**Set of tasks**
A. List every scientific (Latin) species name that appears in the text on underwater vegetation mapping.
B. Resume the text on underwater vegetation mapping right after its last sentence.

**Document extract**
________________

Example map (left) of a lagoon in Replot island in the Kvarken, narrowest part of the Gulf of Bothnia in the northern Baltic Sea, where vegetation mapping was carried out with an aquascope and a rake in summer 2023. The lagoon was in pristine condition, and charophytes, such as Chara tomentosa, were abundant (right). (Photo: Rupert Simon, Parks & Wildlife Finland).
Inventories using a Luther rake have focused mainly on identifying aquatic plants but have also been used to support or verify video observations, such as identifying water mosses. The Luther rake is useful in turbid waters or areas where drifting plant material limits the use of video and dive methods. Raking is performed multiple times (5–10) at a sampling site, until no new species are observed. The information gained from rakes is usually descriptive and recorded as presence. Not all species are equally well recorded by the rake, as species morphology affects how easily they attach to the rake.
Video methods
Underwater video filming has been used for mapping large areas and rapid data collection at the habitat level, such as determining the occurrence of habitat-forming species like bladderwrack (Fucus vesiculosus) and blue mussel (Mytilus trossulus) (Fig. 4). While video methods are cost-efficient, they are less suitable for species-level identification. Only few large species can be reliably identified from videos (see section Interpretation of videos), and video data collection has been complemented with rakes. Comprehensive, species-level biological inventories need to be carried out by diving.

________________

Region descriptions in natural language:
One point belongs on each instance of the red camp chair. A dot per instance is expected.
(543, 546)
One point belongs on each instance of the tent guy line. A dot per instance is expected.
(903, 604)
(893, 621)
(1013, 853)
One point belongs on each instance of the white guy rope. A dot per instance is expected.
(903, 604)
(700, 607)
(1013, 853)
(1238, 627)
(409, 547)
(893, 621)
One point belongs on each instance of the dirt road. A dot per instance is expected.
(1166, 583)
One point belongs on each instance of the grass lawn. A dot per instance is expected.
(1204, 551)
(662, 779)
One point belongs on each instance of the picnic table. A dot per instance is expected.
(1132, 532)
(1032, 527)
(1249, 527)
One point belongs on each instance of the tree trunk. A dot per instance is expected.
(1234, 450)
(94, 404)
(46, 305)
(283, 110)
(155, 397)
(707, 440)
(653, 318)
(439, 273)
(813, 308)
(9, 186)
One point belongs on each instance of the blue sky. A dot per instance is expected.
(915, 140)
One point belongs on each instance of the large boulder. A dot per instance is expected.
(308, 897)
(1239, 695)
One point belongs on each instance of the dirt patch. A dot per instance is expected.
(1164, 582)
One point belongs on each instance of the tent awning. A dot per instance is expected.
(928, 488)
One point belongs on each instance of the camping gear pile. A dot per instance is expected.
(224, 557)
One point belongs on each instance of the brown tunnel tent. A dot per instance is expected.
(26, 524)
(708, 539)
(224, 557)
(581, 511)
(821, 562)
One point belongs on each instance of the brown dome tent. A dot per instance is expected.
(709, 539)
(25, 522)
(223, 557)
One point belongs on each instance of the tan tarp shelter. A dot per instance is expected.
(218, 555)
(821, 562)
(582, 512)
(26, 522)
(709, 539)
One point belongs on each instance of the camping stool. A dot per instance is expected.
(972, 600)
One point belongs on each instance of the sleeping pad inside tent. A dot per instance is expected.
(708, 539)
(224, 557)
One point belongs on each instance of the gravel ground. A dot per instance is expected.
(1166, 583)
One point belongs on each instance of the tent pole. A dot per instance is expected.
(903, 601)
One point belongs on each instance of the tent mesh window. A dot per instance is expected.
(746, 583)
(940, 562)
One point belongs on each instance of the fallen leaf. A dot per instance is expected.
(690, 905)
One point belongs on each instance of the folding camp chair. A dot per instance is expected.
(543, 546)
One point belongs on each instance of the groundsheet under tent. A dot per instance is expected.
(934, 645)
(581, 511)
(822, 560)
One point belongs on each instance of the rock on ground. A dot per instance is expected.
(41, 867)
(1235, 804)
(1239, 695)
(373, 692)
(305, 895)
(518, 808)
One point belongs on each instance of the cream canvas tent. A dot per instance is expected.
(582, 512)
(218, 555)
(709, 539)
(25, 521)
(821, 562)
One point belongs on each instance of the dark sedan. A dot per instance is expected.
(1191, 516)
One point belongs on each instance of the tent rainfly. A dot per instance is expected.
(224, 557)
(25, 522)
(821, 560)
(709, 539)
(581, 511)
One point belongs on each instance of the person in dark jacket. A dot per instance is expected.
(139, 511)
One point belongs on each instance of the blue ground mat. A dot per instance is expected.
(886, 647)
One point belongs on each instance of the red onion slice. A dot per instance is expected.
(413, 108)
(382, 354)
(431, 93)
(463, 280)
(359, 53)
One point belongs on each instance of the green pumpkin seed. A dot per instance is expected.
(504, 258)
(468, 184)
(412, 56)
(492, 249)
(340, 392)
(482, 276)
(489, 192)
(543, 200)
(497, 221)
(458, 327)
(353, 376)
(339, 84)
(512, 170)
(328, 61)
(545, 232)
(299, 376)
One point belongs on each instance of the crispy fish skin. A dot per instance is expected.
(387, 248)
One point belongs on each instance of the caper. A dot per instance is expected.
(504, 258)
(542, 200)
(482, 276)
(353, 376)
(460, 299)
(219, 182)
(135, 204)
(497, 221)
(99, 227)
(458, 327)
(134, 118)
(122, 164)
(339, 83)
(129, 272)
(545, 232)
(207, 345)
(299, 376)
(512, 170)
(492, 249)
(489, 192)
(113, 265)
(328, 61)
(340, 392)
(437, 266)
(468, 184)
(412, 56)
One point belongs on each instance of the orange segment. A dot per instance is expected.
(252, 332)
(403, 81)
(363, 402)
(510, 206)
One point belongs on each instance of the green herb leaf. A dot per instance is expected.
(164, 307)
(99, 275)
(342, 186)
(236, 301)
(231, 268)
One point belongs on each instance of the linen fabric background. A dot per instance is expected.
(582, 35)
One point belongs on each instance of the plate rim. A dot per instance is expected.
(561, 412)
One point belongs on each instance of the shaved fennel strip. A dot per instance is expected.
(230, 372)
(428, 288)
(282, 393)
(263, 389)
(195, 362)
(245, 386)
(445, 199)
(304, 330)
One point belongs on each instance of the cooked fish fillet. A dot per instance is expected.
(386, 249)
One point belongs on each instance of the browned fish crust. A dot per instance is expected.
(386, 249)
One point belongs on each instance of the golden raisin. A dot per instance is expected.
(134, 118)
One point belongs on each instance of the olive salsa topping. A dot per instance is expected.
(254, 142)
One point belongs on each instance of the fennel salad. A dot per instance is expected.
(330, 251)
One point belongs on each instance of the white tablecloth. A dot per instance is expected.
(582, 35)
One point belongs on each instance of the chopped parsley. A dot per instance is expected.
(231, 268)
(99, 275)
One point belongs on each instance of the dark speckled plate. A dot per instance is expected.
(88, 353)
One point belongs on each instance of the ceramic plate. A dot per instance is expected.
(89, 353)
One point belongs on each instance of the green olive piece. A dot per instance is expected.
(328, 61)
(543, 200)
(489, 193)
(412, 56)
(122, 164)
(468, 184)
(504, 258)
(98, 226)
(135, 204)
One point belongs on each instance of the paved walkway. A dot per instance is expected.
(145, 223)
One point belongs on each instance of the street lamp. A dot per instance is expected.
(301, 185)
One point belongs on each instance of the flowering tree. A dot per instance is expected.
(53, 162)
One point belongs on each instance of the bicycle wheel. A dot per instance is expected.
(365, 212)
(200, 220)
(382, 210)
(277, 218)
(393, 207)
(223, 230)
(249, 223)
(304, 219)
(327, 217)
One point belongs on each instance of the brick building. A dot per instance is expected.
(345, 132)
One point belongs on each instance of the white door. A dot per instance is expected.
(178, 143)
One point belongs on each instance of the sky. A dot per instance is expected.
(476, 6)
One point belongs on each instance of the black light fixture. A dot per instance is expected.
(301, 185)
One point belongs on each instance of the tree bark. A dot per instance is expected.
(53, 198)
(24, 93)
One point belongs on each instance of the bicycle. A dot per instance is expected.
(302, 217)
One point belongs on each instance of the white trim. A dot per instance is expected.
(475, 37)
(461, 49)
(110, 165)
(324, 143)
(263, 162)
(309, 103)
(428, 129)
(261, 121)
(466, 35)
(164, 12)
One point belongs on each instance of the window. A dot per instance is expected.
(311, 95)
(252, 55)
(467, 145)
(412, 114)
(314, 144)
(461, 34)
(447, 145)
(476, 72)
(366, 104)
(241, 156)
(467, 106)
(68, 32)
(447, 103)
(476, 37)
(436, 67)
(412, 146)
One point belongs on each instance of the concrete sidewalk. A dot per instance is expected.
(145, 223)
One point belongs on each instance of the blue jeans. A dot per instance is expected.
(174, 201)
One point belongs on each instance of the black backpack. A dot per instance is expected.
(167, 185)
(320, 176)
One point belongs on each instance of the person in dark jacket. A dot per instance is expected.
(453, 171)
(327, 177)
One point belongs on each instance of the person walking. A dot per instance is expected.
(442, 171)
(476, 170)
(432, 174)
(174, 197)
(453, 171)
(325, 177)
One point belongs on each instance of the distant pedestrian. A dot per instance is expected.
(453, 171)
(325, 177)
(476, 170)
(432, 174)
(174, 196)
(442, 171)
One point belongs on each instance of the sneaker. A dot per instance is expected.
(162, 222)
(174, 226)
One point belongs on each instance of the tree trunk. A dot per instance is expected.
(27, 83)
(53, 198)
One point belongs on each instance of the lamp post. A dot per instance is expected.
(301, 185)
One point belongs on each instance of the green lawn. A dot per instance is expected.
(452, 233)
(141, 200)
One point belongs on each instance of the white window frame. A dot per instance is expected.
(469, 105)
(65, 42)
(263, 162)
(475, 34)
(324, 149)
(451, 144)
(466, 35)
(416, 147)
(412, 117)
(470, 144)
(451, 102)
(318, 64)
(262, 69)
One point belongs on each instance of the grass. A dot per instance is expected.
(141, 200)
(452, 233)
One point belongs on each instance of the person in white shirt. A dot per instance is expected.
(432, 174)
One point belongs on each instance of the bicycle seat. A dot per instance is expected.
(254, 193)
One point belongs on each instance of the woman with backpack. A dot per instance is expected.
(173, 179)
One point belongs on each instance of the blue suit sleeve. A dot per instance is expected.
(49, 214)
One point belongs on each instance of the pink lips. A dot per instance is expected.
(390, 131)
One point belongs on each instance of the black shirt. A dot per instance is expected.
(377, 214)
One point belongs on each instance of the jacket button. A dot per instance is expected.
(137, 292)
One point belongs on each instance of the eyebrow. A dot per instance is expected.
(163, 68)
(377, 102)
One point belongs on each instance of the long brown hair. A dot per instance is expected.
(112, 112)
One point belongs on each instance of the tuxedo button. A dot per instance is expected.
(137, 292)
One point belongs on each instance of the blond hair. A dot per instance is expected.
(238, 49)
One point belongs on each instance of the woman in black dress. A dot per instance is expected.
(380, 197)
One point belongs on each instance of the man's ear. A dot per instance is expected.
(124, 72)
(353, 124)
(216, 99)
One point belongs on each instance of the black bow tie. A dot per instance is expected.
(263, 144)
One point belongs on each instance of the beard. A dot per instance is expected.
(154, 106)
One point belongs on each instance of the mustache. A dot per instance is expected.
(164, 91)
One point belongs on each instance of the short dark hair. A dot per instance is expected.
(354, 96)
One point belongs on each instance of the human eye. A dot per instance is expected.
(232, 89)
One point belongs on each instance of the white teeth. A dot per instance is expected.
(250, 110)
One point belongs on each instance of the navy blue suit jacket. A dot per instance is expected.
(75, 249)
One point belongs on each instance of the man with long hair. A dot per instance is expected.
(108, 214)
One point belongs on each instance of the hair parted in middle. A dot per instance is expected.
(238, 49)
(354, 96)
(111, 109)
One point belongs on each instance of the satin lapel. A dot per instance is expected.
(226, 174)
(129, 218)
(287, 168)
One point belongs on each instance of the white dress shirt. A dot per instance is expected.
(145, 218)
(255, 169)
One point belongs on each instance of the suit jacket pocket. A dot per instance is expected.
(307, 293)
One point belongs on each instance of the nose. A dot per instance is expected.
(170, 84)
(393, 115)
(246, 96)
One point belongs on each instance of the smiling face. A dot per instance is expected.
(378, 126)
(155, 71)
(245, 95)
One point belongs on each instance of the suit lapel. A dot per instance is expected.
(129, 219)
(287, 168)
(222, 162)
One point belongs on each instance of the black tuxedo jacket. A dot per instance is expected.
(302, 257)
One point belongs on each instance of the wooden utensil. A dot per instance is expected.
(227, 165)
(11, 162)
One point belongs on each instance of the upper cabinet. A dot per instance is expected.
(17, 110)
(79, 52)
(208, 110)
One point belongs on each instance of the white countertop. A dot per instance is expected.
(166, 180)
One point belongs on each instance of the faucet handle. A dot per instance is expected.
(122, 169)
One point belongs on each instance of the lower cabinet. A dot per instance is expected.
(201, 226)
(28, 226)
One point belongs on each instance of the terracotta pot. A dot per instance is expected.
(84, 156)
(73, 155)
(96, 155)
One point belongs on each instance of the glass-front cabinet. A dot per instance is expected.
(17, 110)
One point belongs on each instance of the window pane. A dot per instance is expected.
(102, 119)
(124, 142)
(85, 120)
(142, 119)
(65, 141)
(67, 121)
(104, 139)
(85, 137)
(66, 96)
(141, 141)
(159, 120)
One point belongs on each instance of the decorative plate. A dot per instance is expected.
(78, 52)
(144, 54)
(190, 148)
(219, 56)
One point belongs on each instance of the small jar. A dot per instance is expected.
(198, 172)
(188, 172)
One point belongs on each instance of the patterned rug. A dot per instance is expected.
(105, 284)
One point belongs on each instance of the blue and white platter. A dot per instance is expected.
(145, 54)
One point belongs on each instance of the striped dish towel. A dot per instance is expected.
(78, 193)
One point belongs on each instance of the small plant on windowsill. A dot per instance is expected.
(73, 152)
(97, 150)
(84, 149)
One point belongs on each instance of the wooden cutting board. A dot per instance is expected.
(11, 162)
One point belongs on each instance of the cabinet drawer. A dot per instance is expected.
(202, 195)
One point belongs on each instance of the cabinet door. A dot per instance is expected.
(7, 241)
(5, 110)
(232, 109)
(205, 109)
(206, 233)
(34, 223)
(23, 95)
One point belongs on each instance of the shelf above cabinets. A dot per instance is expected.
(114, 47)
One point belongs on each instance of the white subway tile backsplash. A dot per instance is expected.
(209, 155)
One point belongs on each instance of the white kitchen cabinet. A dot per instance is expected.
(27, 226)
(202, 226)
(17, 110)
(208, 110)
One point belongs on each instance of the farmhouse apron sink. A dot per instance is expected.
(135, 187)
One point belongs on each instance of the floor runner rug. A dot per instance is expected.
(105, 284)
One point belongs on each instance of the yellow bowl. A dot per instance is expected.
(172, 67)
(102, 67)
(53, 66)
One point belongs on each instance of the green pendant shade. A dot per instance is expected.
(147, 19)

________________

**Written responses**
A. Chara tomentosa, Fucus vesiculosus, Mytilus trossulus

B.
Example map (left) of a video grid in the Bothnian Sea national park, and a species found abundantly there, bladderwrack (Fucus spp) (right). (Photo: Heidi Arponen, Parks & Wildlife Finland).
Drop-video
High quality video is necessary for successful interpretation, and data collection is usually done in clear and calm conditions, with a camera system that illuminates the seafloor. During data collection, the video platform is lowered from the boat, and the seafloor is filmed for approximately one minute. The recording starts when the seafloor comes into view and the start and end coordinates, and depth are recorded. To support the quantification of substrate type and presence of loose sediment, the camera is allowed to gently touch the seabed.
Remotely Operated underwater Vehicle (ROV)
The ROV unit is a submersible vehicle that incorporates a camera that can record video along transects or circuits lasting from 10 to 30 minutes. It is manually controlled from the surface using a controller and a surface monitor. Videos are shot close enough to the bottom and at a sufficiently slow pace to make subsequent video analysis as easy as possible. The ROVs used for the inventories have been equipped with a positioning system that provides continuous coordinate information along the driven route, which can afterwards be linked to the video footage, creating a position for each film sequence.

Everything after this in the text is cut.